ASSIGNED TASK 1:
Say whether each statement agrees with the passage on Google Cloud quotas and costs below. Answer yes or no for each and quote the words of the passage that decide it.
(a) Outbound Data Processing costs more per GB than Inbound Data Processing.
(b) GKE usage data can be exported into BigQuery.
(c) Quotas can be raised ahead of an expected event such as Black Friday/Cyber Monday.
ASSIGNED TASK 2:
In the passage on Google Cloud quotas and costs below, what is the per-GB cost of Inbound Data Processing?
ASSIGNED TASK 3:
Carry the passage on Google Cloud quotas and costs below further, starting after its last sentence.

PASSAGE TO READ:
Everyone has quota limits - they’re designed to scale up based on Google AI/ML predictions, but in the case of an unexpected explosive demand event, your project is likely going to exceed even what is predicted and not have the quota it needs to handle the increased demand.
This can be a challenge if it’s a completely unexpected explosive event, however, if this is an expected event, such as Black Friday/Cyber Monday, and you know it’s coming, then you can increase your quotas in advance to prepare for the increased demand.
You can find out more about how to request more quota in Requesting a higher quota limit.
Additionally, you can avoid hitting quota limits by setting up monitoring to alert you when you are nearing quota limits. You can find out more about monitoring your quotas in monitoring and alerting on quota metrics.
- Can you provide cost optimization recommendations with GKE clusters using the metering dataset?
GKE uses usage data to make in-cluster recommendations. That data can be exported into BigQuery for customers who want to combine it or analyze it with other data to make more advanced analysis.
You can learn more in the understanding cluster resource usage documentation, as well as this Community blog, which provides best practices and resources for cost optimization in GKE environments.
- Can you explain more about the HTTP load balancer data processing charge, for both inbound and outbound data processing? Are charges based on the number of requests/responses to/from the HTTP load balancer IP? Can I see the inbound or the outbound data process metric with Cloud Monitoring?
Google Cloud continues to invest in improving our suite of load balancers. New innovations such as hybrid load balancing and advanced traffic management are enabling better resiliency, scale, performance, and efficiency for our customers. This change provides a single, simple, consistent way of pricing and comparing Load Balancing options among cloud providers. The cost per GB for Outbound Data Processing will be equivalent to the existing cost for Inbound Data Processing - $0.008 - $0.012 per GB (based on region). Like with Inbound Data Processing, the Outbound Data Processing charge will be calculated by measuring the total volume of data for requests and responses processed by your load balancer during the billing cycle.

DATA BLOCK:
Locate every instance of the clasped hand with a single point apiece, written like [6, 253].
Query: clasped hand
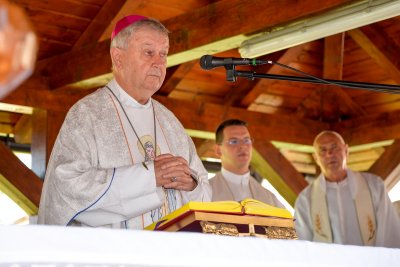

TASK OUTPUT 1:
(a) No: "The cost per GB for Outbound Data Processing will be equivalent to the existing cost for Inbound Data Processing"
(b) Yes: "That data can be exported into BigQuery"
(c) Yes: "you can increase your quotas in advance to prepare for the increased demand"

TASK OUTPUT 2:
$0.008 to $0.012 per GB, depending on region.

TASK OUTPUT 3:
The Outbound Data Processing charge will not take effect until October 1, 2022, and customers under an existing contract will keep their current pricing structure for the duration of the contract. You should be able to see outbound data processing the same way you currently can see inbound data processing.
- How should A2 CUDs on GKE be purchased - GPUs / CPUs / RAM as a single block? Or separate into different components? Should the commitments be broken up or can a big one serve multiple VM instances, and how?
Committed Use Discounts (CUDs) can be bought as a single block or with a separate CUD for each resource. The question is whether you want to logically group the resources and align the timeline of the different commitments. This could allow you to stagger your commitments and align to application migration or end of life plans.
At the end of the day, all resources across all CUDs are aggregated as a CUD "pool" of resources to discount eligible usage. This means having 10 one-core CUD commitments is the same as having one CUD with 10 cores.
- How can you build a cost comparison for savings between AWS, Azure, or GCP? Does GCP have another tool besides the cost calculator?
Google Cloud offers our pricing in the calculator and the Cloud Billing Catalog API. Customers who wish to create a cost comparison can leverage the API to systematically request prices for the products and configurations that they would like to compare and combine that with data from other cloud providers in order to complete the comparison.